PROBLEM:
Pull out every line in the records below that contains the word "patio", and list those lines in the order they appear.

EXTRACTED MATERIAL:

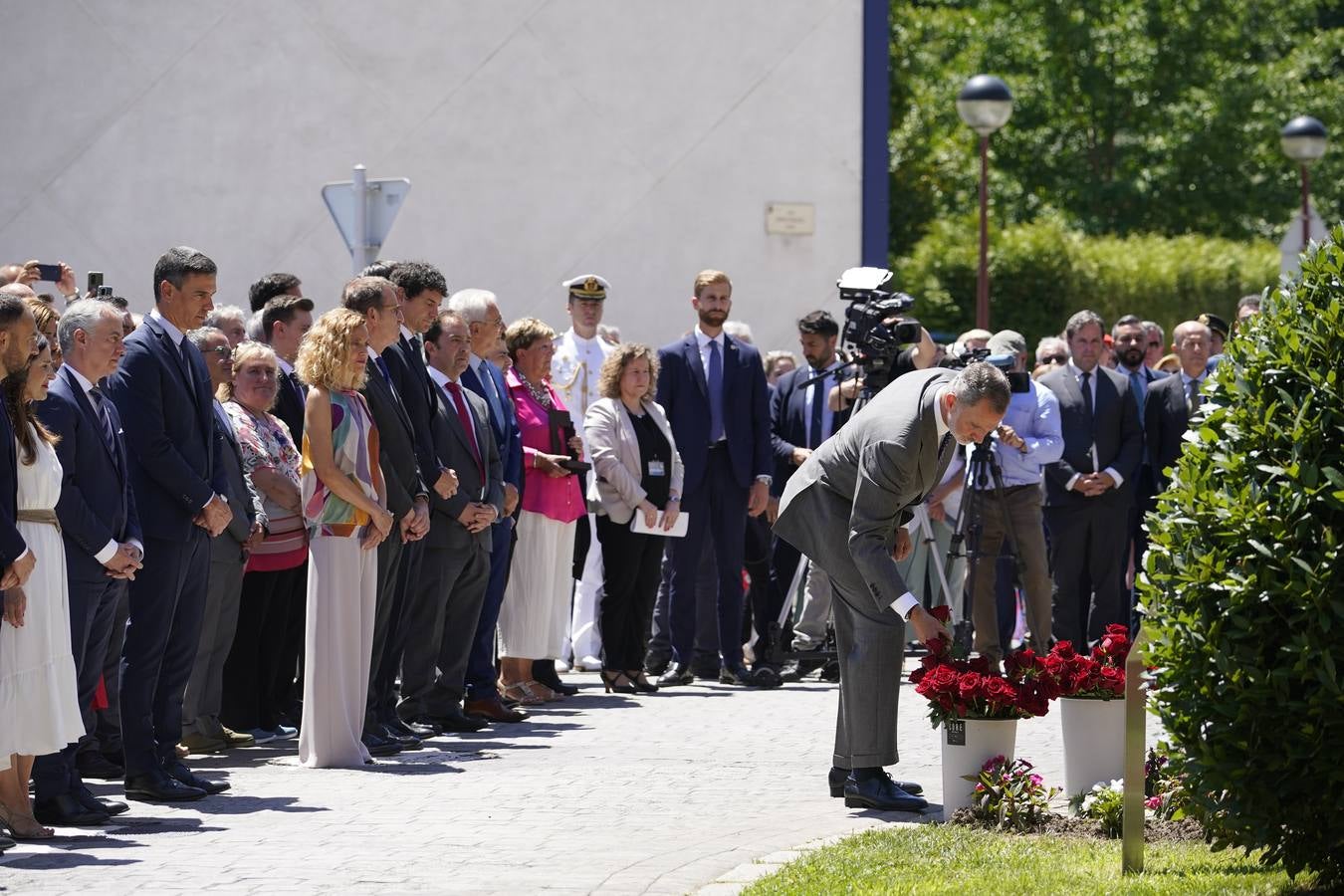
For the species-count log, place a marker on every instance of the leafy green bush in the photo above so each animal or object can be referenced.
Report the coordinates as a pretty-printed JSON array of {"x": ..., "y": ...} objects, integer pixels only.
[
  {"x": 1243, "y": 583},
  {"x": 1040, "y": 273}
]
...
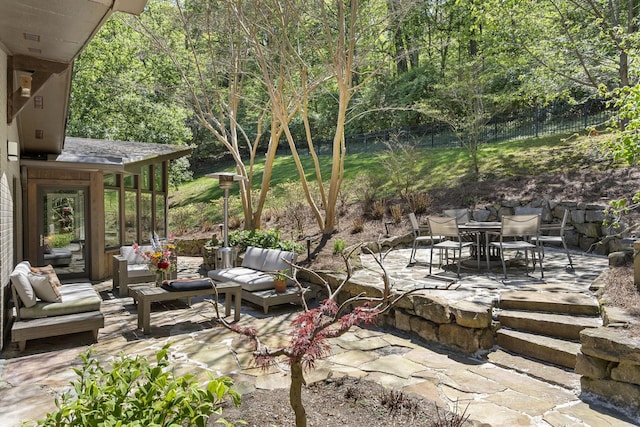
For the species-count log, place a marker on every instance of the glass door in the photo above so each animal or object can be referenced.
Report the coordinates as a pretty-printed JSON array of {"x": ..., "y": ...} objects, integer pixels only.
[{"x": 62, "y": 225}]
* * *
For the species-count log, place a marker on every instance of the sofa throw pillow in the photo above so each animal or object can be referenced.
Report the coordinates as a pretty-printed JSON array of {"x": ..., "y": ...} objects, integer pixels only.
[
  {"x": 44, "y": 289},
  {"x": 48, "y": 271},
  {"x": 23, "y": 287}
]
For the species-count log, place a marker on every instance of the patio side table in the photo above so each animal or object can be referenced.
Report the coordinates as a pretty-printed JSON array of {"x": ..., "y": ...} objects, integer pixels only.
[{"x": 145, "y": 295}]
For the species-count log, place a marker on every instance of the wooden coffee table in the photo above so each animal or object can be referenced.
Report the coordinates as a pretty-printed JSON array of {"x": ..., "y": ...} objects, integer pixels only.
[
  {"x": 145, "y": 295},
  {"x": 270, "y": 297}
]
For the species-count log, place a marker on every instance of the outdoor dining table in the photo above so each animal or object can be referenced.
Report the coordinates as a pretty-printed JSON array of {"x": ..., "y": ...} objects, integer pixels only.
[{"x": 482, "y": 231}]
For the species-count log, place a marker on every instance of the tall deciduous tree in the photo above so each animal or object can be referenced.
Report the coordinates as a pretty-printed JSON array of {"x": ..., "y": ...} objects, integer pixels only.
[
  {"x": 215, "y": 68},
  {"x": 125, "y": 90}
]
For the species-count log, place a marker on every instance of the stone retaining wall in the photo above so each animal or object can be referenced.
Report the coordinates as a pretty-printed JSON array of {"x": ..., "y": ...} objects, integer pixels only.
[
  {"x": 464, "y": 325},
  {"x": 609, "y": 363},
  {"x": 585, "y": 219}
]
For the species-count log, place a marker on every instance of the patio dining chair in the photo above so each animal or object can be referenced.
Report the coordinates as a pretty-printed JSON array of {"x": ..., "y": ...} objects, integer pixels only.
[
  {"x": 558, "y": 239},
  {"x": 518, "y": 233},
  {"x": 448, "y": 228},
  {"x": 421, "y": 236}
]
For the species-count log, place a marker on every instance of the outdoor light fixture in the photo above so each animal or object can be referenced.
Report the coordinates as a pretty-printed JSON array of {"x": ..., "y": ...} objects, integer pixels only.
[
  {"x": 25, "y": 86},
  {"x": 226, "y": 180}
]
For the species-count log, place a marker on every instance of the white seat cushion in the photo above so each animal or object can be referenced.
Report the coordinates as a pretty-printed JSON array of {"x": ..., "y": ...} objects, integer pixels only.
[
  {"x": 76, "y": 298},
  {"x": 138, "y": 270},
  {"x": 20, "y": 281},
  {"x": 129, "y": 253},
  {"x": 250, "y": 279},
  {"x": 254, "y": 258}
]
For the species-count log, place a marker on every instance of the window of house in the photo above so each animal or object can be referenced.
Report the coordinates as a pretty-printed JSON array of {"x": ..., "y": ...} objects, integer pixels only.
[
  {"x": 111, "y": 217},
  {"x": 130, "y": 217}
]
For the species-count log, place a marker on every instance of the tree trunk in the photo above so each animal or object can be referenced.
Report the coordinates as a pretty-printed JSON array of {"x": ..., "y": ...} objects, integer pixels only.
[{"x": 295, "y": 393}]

RESULT OF THE TASK:
For the species-count log, place a marker on every instance of the patio side table in the photo above so each animal or object can be referenced.
For the species-count log, place a marker on every instance of the patio dining chair in the photo above so each animal or object can be referenced.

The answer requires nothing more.